(Excerpts of labeled region data)
"""
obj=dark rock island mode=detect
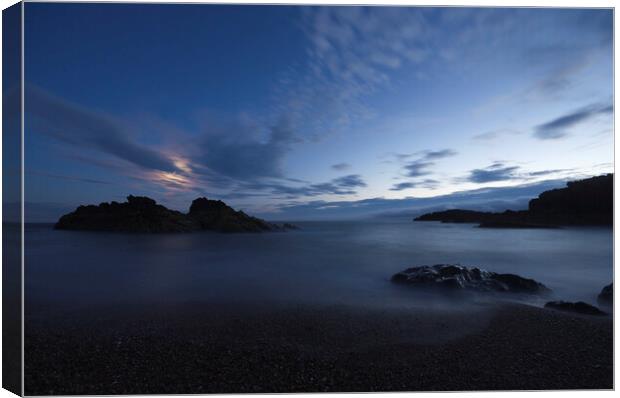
[392,264,551,295]
[414,174,613,228]
[597,283,614,307]
[54,195,295,233]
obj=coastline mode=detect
[25,303,613,395]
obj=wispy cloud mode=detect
[396,149,457,177]
[464,162,571,184]
[27,170,111,185]
[25,86,177,172]
[472,129,521,141]
[390,178,439,191]
[534,103,613,140]
[331,163,351,171]
[467,162,519,183]
[240,174,367,200]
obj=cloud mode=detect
[472,129,521,141]
[240,174,367,199]
[331,163,351,171]
[467,162,519,183]
[390,178,439,191]
[27,170,111,185]
[192,118,298,181]
[464,162,572,184]
[332,174,366,188]
[396,149,457,177]
[534,104,613,140]
[25,85,177,172]
[260,179,567,221]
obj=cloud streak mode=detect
[390,178,439,191]
[397,149,457,177]
[25,86,177,172]
[534,104,613,140]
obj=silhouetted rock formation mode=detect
[597,283,614,307]
[414,174,613,228]
[392,264,551,294]
[55,195,292,233]
[188,198,278,232]
[545,301,606,315]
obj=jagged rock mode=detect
[545,301,605,315]
[188,198,279,232]
[55,195,198,232]
[392,264,551,294]
[55,195,291,233]
[414,174,613,228]
[597,283,614,307]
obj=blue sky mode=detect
[25,3,613,221]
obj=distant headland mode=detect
[54,195,296,233]
[414,174,614,228]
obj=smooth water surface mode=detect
[25,220,613,311]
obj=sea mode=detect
[24,219,613,315]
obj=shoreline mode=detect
[25,303,613,395]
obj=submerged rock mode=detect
[545,301,605,315]
[597,283,614,307]
[392,264,551,294]
[54,195,292,233]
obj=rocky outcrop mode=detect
[188,198,279,232]
[55,195,199,232]
[392,264,551,294]
[55,195,292,233]
[545,301,605,315]
[414,174,613,228]
[597,283,614,307]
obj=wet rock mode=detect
[55,195,293,233]
[597,283,614,307]
[545,301,605,315]
[55,195,199,233]
[188,198,278,232]
[392,264,551,294]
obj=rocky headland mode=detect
[54,195,295,233]
[414,174,613,228]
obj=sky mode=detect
[24,3,613,221]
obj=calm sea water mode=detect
[25,220,613,311]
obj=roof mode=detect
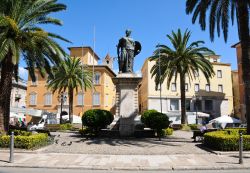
[68,46,100,60]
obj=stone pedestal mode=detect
[112,73,142,136]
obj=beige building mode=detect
[26,47,116,119]
[139,55,233,123]
[10,78,27,108]
[232,70,241,120]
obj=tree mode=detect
[48,57,92,123]
[0,0,67,131]
[150,29,214,124]
[186,0,250,134]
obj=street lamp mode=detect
[57,92,67,124]
[192,94,202,124]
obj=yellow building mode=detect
[139,55,233,123]
[232,70,241,120]
[26,47,116,118]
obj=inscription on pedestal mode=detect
[113,74,141,136]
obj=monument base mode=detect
[112,73,142,136]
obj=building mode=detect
[232,42,250,122]
[232,70,242,119]
[10,78,27,108]
[139,55,233,123]
[27,47,116,118]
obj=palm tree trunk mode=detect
[237,1,250,134]
[180,75,187,124]
[69,88,74,123]
[0,53,14,132]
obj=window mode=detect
[195,100,202,111]
[217,70,222,78]
[206,84,210,92]
[105,94,109,107]
[30,93,37,105]
[44,93,52,105]
[171,83,176,91]
[93,93,100,106]
[155,84,161,91]
[194,84,200,92]
[31,75,38,86]
[186,99,191,111]
[170,99,179,111]
[77,93,84,106]
[218,85,223,92]
[205,100,213,111]
[185,83,188,91]
[94,73,101,85]
[194,70,199,77]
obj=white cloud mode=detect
[18,67,28,81]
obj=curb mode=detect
[0,165,250,171]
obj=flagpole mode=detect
[92,26,95,109]
[81,45,84,115]
[158,44,162,113]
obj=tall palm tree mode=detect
[186,0,250,134]
[150,29,214,124]
[0,0,67,131]
[48,57,92,123]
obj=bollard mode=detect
[9,132,14,163]
[239,132,243,164]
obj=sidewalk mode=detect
[0,151,250,170]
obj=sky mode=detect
[20,0,239,79]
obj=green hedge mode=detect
[204,129,250,151]
[141,110,170,138]
[188,124,199,130]
[59,123,73,130]
[82,109,114,132]
[10,130,32,136]
[164,127,174,136]
[0,133,49,149]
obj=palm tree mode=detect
[0,0,67,131]
[150,29,214,124]
[48,57,92,123]
[186,0,250,134]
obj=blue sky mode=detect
[20,0,238,78]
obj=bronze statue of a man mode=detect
[117,30,141,73]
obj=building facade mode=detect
[232,42,250,122]
[26,47,116,115]
[139,56,233,122]
[232,70,242,119]
[10,78,27,108]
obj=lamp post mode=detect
[158,44,162,113]
[192,94,202,124]
[58,92,67,124]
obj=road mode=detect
[0,167,249,173]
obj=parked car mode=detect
[239,124,247,128]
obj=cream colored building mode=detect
[139,56,233,123]
[26,47,116,121]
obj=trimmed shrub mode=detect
[10,130,32,136]
[204,129,250,151]
[82,109,114,132]
[142,110,170,138]
[181,124,191,131]
[164,127,174,136]
[188,124,199,130]
[0,133,49,149]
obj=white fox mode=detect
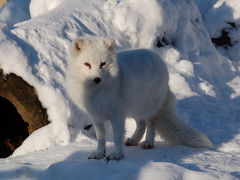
[66,37,213,161]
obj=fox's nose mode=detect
[94,77,101,84]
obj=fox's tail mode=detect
[155,90,213,148]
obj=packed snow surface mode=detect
[0,0,240,180]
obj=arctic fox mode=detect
[66,37,213,161]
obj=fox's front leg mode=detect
[88,121,106,159]
[105,118,124,162]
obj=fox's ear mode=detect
[104,38,115,50]
[72,39,86,55]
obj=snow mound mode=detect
[0,0,240,179]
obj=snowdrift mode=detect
[0,0,240,179]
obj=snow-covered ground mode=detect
[0,0,240,180]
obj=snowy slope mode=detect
[0,0,240,180]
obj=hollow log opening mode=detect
[0,97,29,158]
[0,68,49,158]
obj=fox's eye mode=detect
[100,62,107,69]
[84,62,91,69]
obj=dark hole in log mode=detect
[0,97,29,158]
[211,29,233,48]
[0,68,49,158]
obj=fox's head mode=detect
[69,38,118,86]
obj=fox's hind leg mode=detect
[141,118,155,149]
[125,120,146,146]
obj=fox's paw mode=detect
[105,152,123,163]
[88,151,106,160]
[124,138,138,146]
[141,140,153,149]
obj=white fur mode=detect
[66,37,212,160]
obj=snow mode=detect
"""
• Brief: Render every line of the entries above as a Markdown table with the columns No. and Line, numbering each line and skipping blank ones. Leave out the pictures.

• Task solution:
| No. | Line |
|---|---|
| 1 | obj=dark rock island mode=detect |
| 2 | [392,264,551,295] |
| 3 | [414,174,613,228] |
| 4 | [597,283,614,307] |
| 5 | [54,195,295,233] |
| 6 | obj=coastline mode=detect |
| 7 | [25,303,613,395] |
| 8 | obj=wispy cloud mode=detect |
| 9 | [396,149,457,177] |
| 10 | [464,162,571,184] |
| 11 | [27,170,111,185] |
| 12 | [25,86,177,172] |
| 13 | [472,129,521,141] |
| 14 | [390,178,439,191] |
| 15 | [534,103,613,140] |
| 16 | [331,163,351,171] |
| 17 | [467,162,519,183] |
| 18 | [240,174,367,200] |
| 19 | obj=cloud mode=detect |
| 20 | [472,129,521,141] |
| 21 | [240,174,367,199] |
| 22 | [331,163,351,171] |
| 23 | [467,162,519,183] |
| 24 | [390,178,439,191] |
| 25 | [27,170,111,185] |
| 26 | [192,118,298,181] |
| 27 | [464,162,572,184] |
| 28 | [332,174,366,188] |
| 29 | [396,149,457,177] |
| 30 | [534,104,613,140] |
| 31 | [25,85,177,172] |
| 32 | [260,179,567,221] |
| 33 | obj=cloud streak mode=detect |
| 34 | [390,178,439,191] |
| 35 | [397,149,457,177] |
| 36 | [25,86,177,172] |
| 37 | [534,104,613,140] |
| 38 | obj=silhouetted rock formation mode=detect |
| 39 | [597,283,614,307] |
| 40 | [414,174,613,228] |
| 41 | [392,264,551,294] |
| 42 | [55,195,292,233] |
| 43 | [188,198,278,232] |
| 44 | [545,301,606,315] |
| 45 | obj=jagged rock mode=detect |
| 46 | [545,301,605,315] |
| 47 | [188,198,279,232] |
| 48 | [55,195,198,232] |
| 49 | [392,264,551,294] |
| 50 | [55,195,291,233] |
| 51 | [414,174,613,228] |
| 52 | [597,283,614,307] |
| 53 | obj=blue sky mode=detect |
| 54 | [25,3,613,221] |
| 55 | obj=distant headland mode=detect |
| 56 | [54,195,296,233] |
| 57 | [414,174,614,228] |
| 58 | obj=smooth water surface mode=detect |
| 59 | [25,220,613,311] |
| 60 | obj=sea mode=detect |
| 61 | [24,219,613,315] |
| 62 | obj=shoreline mode=detect |
| 63 | [25,303,613,395] |
| 64 | obj=submerged rock mode=detect |
| 65 | [545,301,605,315] |
| 66 | [597,283,614,307] |
| 67 | [392,264,551,294] |
| 68 | [54,195,292,233] |
| 69 | obj=rocky outcrop mode=detect |
| 70 | [188,198,279,232] |
| 71 | [55,195,199,232] |
| 72 | [392,264,551,294] |
| 73 | [55,195,292,233] |
| 74 | [545,301,605,315] |
| 75 | [414,174,613,228] |
| 76 | [597,283,614,307] |
| 77 | obj=wet rock mode=detect |
| 78 | [55,195,293,233] |
| 79 | [597,283,614,307] |
| 80 | [545,301,605,315] |
| 81 | [55,195,199,233] |
| 82 | [188,198,278,232] |
| 83 | [392,264,551,294] |
| 84 | obj=rocky headland mode=detect |
| 85 | [54,195,295,233] |
| 86 | [414,174,613,228] |
| 87 | obj=sky mode=detect |
| 88 | [24,3,613,221] |
| 89 | obj=calm sea water mode=detect |
| 90 | [25,220,613,311] |
| 91 | obj=roof mode=detect |
| 92 | [68,46,100,60] |
| 93 | obj=stone pedestal mode=detect |
| 94 | [112,73,142,136] |
| 95 | obj=beige building mode=detect |
| 96 | [26,47,116,119] |
| 97 | [139,55,233,123] |
| 98 | [10,78,27,108] |
| 99 | [232,70,241,120] |
| 100 | obj=tree mode=detect |
| 101 | [48,57,92,123] |
| 102 | [0,0,67,131] |
| 103 | [150,29,214,124] |
| 104 | [186,0,250,134] |
| 105 | obj=street lamp mode=detect |
| 106 | [57,92,67,124] |
| 107 | [192,94,202,124] |
| 108 | obj=yellow building mode=detect |
| 109 | [139,55,233,123] |
| 110 | [232,70,241,120] |
| 111 | [26,47,116,118] |
| 112 | obj=inscription on pedestal mode=detect |
| 113 | [113,74,141,136] |
| 114 | obj=monument base mode=detect |
| 115 | [112,73,142,136] |
| 116 | obj=building mode=detect |
| 117 | [232,42,250,122] |
| 118 | [232,70,242,119] |
| 119 | [10,78,27,108] |
| 120 | [139,55,233,123] |
| 121 | [27,47,116,118] |
| 122 | obj=palm tree trunk mode=detect |
| 123 | [237,1,250,134] |
| 124 | [180,75,187,124] |
| 125 | [69,88,74,123] |
| 126 | [0,53,14,132] |
| 127 | obj=window mode=detect |
| 128 | [195,100,202,111] |
| 129 | [217,70,222,78] |
| 130 | [206,84,210,92] |
| 131 | [105,94,109,107] |
| 132 | [30,93,37,105] |
| 133 | [44,93,52,105] |
| 134 | [171,83,176,91] |
| 135 | [93,93,100,106] |
| 136 | [155,84,161,91] |
| 137 | [194,84,200,92] |
| 138 | [31,75,38,86] |
| 139 | [186,99,191,111] |
| 140 | [170,99,179,111] |
| 141 | [77,93,84,106] |
| 142 | [218,85,223,92] |
| 143 | [205,100,213,111] |
| 144 | [185,83,188,91] |
| 145 | [94,73,101,85] |
| 146 | [194,70,199,77] |
| 147 | obj=white cloud mode=detect |
| 148 | [18,67,28,81] |
| 149 | obj=curb mode=detect |
| 150 | [0,165,250,171] |
| 151 | obj=flagpole mode=detect |
| 152 | [92,26,95,109] |
| 153 | [81,45,84,115] |
| 154 | [158,44,162,113] |
| 155 | obj=tall palm tree mode=detect |
| 156 | [186,0,250,134] |
| 157 | [150,29,214,124] |
| 158 | [0,0,67,131] |
| 159 | [48,57,92,123] |
| 160 | obj=bollard mode=detect |
| 161 | [9,132,14,163] |
| 162 | [239,132,243,164] |
| 163 | obj=sidewalk mode=detect |
| 164 | [0,151,250,170] |
| 165 | obj=sky mode=detect |
| 166 | [20,0,239,79] |
| 167 | obj=green hedge mode=detect |
| 168 | [204,129,250,151] |
| 169 | [141,110,170,138] |
| 170 | [188,124,199,130] |
| 171 | [59,123,73,130] |
| 172 | [82,109,114,132] |
| 173 | [10,130,32,136] |
| 174 | [164,127,174,136] |
| 175 | [0,133,49,149] |
| 176 | obj=palm tree mode=detect |
| 177 | [0,0,67,131] |
| 178 | [150,29,214,124] |
| 179 | [48,57,92,123] |
| 180 | [186,0,250,134] |
| 181 | obj=blue sky mode=detect |
| 182 | [20,0,238,78] |
| 183 | obj=bronze statue of a man mode=detect |
| 184 | [117,30,141,73] |
| 185 | obj=building facade mode=detect |
| 186 | [232,42,250,122] |
| 187 | [26,47,116,115] |
| 188 | [139,56,233,122] |
| 189 | [232,70,242,119] |
| 190 | [10,78,27,108] |
| 191 | obj=lamp post mode=detect |
| 192 | [158,44,162,113] |
| 193 | [192,94,202,124] |
| 194 | [58,92,67,124] |
| 195 | obj=road mode=detect |
| 196 | [0,167,249,173] |
| 197 | obj=parked car mode=detect |
| 198 | [239,124,247,128] |
| 199 | obj=cream colored building mode=detect |
| 200 | [139,56,233,123] |
| 201 | [26,47,116,121] |
| 202 | obj=trimmed shrub mode=detect |
| 203 | [10,130,32,136] |
| 204 | [204,129,250,151] |
| 205 | [82,109,114,132] |
| 206 | [142,110,170,138] |
| 207 | [181,124,191,131] |
| 208 | [164,127,174,136] |
| 209 | [188,124,199,130] |
| 210 | [0,133,49,149] |
| 211 | obj=white fox mode=detect |
| 212 | [66,37,213,161] |
| 213 | obj=fox's nose mode=detect |
| 214 | [94,77,101,84] |
| 215 | obj=fox's tail mode=detect |
| 216 | [155,90,213,148] |
| 217 | obj=packed snow surface mode=detect |
| 218 | [0,0,240,180] |
| 219 | obj=arctic fox mode=detect |
| 220 | [66,37,213,161] |
| 221 | obj=fox's front leg mode=detect |
| 222 | [88,121,106,159] |
| 223 | [105,118,124,162] |
| 224 | obj=fox's ear mode=detect |
| 225 | [104,38,115,50] |
| 226 | [72,39,86,55] |
| 227 | obj=snow mound mode=detect |
| 228 | [0,0,240,179] |
| 229 | obj=snowdrift mode=detect |
| 230 | [0,0,240,179] |
| 231 | obj=snow-covered ground mode=detect |
| 232 | [0,0,240,180] |
| 233 | obj=snowy slope mode=detect |
| 234 | [0,0,240,180] |
| 235 | obj=hollow log opening mode=detect |
| 236 | [0,97,29,158] |
| 237 | [0,68,49,158] |
| 238 | obj=fox's eye mode=detect |
| 239 | [100,62,107,69] |
| 240 | [84,62,91,69] |
| 241 | obj=dark hole in log mode=detect |
| 242 | [0,97,29,158] |
| 243 | [211,29,233,48] |
| 244 | [0,68,49,158] |
| 245 | obj=fox's head mode=detect |
| 246 | [69,38,118,86] |
| 247 | obj=fox's hind leg mode=detect |
| 248 | [141,118,155,149] |
| 249 | [125,120,146,146] |
| 250 | obj=fox's paw mode=detect |
| 251 | [105,152,123,163] |
| 252 | [88,151,106,160] |
| 253 | [124,138,138,146] |
| 254 | [141,140,153,149] |
| 255 | obj=white fur mode=detect |
| 256 | [66,37,212,160] |
| 257 | obj=snow mode=detect |